▶ Given text
■ ■ ■ ■ ■
Better Advice Bill 'first step in cutting red tape': Hume
Passage of the Better Advice Bill will reduce the “competing requirements” of regulatory oversights on advisers and planners, easing the compliance burden on the industry, Financial Services Minister Jane Hume said.
The Bill is currently before Parliament and if passed, will transfer functions from the Financial Adviser Standards and Ethics Authority (FASEA) to the minister responsible for administering the Corporations Act and to the Australian Securities and Investments Commission (ASIC) to streamline the regulation of financial advisers.
“There are so many oversight bodies in financial advice now I can barely remember them all,” Ms Hume told the Association of Financial Advisers Evolve conference last week.
She says the Bill “is the first step in entangling the gordian knot, the first step in cutting red tape for advisers, the first step in making life that little bit easier for each and every one of you”.
“It will streamline the number of bodies involved in the oversight of financial advisers, delivering much needed improvements to the regulatory framework for the sector,” Ms Hume said.
“These reforms will pave the way for Australian advisers to be free to focus on giving financial advice, while Australian consumers can be confident that they will always be receiving affordable, high-quality advice.”
In her speech, Ms Hume also touched on robo-advisers and the use of technology in providing advice services to Australians.
“Digital advice will not replace advisers, it will augment them and enhance their capabilities,” Ms Hume said.
“Advisers will be able to better serve more clients at lower costs, helping make advice more affordable and accessible than ever.”
■ ■ ■ ■ ■
▶ Goal of the exercise
Continue the article on the Better Advice Bill from the point where it stops.

▶ Information
■ ■ ■ ■ ■
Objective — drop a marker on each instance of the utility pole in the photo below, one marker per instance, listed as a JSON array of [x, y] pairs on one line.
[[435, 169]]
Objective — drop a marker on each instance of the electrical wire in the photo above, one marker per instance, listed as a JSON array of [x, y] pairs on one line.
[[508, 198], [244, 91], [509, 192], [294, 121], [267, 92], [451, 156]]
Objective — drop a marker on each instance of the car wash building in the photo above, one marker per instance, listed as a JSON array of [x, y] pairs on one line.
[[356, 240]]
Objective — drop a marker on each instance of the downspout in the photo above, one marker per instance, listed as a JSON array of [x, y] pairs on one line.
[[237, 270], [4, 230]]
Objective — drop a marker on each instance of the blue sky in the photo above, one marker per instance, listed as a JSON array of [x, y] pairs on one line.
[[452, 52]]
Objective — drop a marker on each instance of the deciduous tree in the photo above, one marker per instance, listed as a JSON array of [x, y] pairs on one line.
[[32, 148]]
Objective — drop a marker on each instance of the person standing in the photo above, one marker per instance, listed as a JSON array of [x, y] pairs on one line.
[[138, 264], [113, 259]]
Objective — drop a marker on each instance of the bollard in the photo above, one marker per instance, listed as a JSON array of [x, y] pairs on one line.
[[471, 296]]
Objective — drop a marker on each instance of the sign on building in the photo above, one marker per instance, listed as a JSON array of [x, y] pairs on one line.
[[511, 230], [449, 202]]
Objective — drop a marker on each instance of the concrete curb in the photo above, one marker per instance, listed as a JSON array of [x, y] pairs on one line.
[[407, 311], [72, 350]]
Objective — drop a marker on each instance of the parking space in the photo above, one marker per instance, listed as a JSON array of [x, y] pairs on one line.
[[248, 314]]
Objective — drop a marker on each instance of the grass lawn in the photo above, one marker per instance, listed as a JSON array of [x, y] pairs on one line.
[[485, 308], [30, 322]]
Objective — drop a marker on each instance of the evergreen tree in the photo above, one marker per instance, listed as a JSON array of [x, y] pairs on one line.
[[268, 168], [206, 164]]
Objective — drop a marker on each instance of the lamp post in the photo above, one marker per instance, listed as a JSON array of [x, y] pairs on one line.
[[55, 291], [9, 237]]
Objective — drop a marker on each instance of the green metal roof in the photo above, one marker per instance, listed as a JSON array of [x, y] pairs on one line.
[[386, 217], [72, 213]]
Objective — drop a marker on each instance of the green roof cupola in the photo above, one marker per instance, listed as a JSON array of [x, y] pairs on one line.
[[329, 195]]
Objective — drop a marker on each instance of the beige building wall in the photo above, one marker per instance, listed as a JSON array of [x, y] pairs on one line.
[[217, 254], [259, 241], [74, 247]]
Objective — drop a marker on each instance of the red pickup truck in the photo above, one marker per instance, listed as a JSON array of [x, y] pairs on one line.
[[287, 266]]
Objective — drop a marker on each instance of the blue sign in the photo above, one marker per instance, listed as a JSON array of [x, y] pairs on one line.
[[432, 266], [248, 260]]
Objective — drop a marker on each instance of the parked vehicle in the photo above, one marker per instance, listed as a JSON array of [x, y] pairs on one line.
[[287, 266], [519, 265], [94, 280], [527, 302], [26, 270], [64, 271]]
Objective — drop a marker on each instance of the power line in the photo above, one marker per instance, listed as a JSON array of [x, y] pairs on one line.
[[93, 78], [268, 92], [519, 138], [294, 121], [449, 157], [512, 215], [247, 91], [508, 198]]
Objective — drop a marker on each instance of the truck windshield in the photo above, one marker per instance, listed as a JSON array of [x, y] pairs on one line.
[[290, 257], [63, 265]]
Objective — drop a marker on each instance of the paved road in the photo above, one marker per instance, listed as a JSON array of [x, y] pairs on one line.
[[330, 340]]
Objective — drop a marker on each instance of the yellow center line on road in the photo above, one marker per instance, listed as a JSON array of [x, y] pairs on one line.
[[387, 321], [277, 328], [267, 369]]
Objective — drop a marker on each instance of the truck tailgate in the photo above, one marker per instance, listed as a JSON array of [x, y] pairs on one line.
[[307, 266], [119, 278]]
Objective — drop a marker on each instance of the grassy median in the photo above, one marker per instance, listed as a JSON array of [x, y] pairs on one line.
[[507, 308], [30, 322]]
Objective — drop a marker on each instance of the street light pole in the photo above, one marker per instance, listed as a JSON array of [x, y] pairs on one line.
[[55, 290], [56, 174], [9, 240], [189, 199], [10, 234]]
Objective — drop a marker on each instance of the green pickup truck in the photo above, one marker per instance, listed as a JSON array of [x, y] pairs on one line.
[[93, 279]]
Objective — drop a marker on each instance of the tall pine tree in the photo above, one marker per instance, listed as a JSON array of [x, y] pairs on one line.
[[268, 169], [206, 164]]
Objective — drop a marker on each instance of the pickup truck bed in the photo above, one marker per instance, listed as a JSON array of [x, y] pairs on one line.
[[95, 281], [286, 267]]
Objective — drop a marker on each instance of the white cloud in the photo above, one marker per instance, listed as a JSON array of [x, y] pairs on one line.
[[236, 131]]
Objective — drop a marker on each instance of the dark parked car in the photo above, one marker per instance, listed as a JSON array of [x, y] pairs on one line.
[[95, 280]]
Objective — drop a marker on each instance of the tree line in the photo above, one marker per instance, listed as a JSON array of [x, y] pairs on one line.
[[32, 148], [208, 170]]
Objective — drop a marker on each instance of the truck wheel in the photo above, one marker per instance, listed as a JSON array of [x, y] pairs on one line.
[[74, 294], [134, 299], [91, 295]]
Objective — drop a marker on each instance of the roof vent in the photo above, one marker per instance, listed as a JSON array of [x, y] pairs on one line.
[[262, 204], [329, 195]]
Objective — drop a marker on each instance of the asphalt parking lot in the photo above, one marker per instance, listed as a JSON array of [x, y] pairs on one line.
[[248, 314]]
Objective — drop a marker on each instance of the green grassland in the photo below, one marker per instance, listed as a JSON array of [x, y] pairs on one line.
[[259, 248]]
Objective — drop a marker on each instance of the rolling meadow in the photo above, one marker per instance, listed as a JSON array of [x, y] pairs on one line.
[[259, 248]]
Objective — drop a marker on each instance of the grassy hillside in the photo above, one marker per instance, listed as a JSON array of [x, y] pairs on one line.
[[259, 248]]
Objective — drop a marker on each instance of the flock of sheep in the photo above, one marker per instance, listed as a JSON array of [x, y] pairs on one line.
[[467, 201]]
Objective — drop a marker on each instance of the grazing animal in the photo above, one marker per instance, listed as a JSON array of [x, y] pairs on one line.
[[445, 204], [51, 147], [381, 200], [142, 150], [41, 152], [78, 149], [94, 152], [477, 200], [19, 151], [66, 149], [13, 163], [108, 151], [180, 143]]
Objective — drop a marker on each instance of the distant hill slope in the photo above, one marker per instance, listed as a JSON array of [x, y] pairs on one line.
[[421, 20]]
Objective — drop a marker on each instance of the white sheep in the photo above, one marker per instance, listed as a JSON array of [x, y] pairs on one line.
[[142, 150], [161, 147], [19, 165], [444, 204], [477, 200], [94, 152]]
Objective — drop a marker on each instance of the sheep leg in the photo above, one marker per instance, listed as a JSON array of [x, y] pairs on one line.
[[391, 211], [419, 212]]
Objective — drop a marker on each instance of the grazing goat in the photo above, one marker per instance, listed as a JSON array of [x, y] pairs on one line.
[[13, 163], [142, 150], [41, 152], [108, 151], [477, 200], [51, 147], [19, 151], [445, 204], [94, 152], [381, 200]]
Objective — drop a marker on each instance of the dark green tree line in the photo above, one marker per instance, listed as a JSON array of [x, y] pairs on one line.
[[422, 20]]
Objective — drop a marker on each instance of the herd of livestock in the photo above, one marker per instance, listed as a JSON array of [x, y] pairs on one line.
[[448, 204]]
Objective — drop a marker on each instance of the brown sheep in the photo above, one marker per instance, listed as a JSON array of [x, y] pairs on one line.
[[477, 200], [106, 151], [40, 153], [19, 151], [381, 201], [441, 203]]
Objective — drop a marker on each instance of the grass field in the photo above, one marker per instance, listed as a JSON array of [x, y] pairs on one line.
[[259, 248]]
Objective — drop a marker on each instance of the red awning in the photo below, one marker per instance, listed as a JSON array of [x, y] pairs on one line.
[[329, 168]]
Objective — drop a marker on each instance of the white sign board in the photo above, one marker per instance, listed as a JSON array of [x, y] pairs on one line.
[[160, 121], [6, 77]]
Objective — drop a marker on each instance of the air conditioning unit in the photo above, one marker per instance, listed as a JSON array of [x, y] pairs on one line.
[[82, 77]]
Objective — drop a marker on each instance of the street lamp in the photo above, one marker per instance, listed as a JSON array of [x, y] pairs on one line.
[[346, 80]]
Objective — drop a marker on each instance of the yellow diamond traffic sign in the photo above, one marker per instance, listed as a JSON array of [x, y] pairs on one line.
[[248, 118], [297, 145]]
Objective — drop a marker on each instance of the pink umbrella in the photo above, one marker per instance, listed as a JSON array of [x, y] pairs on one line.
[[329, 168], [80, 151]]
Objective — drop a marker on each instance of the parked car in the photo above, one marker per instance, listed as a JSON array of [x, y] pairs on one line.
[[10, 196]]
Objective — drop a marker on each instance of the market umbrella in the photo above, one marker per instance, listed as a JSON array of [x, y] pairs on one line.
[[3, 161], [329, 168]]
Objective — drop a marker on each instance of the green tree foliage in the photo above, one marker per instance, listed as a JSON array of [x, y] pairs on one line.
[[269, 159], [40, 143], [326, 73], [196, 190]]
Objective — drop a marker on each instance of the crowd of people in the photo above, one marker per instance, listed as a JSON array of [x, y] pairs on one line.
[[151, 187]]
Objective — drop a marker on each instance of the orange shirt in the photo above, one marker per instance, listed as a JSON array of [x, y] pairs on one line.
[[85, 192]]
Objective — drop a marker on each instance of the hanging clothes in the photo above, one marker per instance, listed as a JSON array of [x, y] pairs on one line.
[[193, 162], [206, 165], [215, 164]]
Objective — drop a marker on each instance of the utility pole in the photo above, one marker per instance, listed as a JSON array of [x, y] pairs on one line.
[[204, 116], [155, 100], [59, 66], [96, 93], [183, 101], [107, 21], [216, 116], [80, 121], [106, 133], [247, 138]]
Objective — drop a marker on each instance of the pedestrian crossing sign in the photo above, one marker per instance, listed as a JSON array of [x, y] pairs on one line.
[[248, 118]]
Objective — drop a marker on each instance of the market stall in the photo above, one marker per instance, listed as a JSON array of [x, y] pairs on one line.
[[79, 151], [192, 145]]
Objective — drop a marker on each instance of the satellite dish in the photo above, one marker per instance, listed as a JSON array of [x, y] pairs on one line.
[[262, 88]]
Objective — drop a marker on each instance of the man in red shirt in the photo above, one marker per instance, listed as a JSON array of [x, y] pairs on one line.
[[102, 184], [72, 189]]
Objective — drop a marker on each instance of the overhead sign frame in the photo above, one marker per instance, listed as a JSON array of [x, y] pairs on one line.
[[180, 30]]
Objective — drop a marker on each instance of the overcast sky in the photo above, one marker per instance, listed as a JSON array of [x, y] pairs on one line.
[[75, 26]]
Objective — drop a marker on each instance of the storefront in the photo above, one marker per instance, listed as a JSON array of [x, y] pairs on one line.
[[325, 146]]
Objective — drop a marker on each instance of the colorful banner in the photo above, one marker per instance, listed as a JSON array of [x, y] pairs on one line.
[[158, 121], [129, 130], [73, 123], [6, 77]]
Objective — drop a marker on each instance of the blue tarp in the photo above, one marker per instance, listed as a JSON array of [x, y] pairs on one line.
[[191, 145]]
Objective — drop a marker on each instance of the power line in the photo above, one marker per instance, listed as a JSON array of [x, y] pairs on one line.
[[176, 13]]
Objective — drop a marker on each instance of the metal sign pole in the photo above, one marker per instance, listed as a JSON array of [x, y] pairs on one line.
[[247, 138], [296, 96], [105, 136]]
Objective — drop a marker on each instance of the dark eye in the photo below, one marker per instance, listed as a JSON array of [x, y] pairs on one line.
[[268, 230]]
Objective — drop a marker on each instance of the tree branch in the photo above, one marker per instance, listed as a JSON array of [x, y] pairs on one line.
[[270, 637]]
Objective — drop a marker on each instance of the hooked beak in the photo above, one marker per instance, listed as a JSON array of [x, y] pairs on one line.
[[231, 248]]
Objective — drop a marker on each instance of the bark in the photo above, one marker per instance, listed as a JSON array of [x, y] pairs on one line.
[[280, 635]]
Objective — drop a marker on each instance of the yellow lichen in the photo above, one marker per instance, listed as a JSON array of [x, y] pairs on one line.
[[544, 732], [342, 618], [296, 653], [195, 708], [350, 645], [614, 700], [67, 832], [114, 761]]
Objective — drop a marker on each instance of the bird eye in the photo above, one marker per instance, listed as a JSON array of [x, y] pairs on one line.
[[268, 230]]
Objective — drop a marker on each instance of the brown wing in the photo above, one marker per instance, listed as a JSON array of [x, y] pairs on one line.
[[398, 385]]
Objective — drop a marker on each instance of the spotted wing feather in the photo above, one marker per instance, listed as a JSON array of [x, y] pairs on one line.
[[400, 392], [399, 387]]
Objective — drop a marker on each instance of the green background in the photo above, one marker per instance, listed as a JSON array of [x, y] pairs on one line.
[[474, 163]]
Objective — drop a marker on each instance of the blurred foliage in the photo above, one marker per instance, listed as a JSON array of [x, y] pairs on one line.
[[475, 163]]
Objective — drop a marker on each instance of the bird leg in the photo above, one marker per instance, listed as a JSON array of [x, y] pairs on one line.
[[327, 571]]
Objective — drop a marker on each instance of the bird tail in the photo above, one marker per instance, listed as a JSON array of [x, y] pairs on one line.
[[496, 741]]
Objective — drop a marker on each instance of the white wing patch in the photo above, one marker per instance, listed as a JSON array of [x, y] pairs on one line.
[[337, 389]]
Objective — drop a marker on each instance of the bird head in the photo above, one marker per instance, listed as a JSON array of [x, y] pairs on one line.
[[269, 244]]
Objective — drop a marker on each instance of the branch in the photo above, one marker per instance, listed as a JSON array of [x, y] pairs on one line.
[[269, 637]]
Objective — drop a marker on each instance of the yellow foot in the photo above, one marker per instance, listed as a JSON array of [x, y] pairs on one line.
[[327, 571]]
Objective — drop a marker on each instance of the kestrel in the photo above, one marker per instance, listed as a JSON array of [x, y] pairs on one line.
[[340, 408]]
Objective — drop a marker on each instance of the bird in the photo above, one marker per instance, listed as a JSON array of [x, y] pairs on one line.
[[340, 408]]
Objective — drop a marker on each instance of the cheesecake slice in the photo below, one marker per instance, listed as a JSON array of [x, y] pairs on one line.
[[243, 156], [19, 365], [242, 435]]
■ ■ ■ ■ ■
▶ Written answer
ASIC Chairman Joseph Longo, who also spoke at the conference, says the regulator is watching closely the “evolution” of financial influencers, or finfluencers as they are commonly called.
The pandemic has created the perfect conditions for finfluencers to flourish.
“The result is the conflation of general and personal advice, which is now in a state of flux,” Mr Longo said. “We are watching this evolution closely.
“We are making it clear to social media content creators and the public that there is a clear legal difference between advice and opinion.
“And we are working to enable industry to counterbalance opinion with professional, good-quality advice that is also affordable.”
Mr Longo says the regulator will continue to engage with the industry on ways to meet the “as-yet unmet” advice needs of consumers.
ASIC is looking at creating a Financial Adviser Hub on its website to facilitate the search of relevant content easily, adding extra guidance in the form of an example Statement of Advice and an Information Sheet about Records of Advice, Mr Longo said.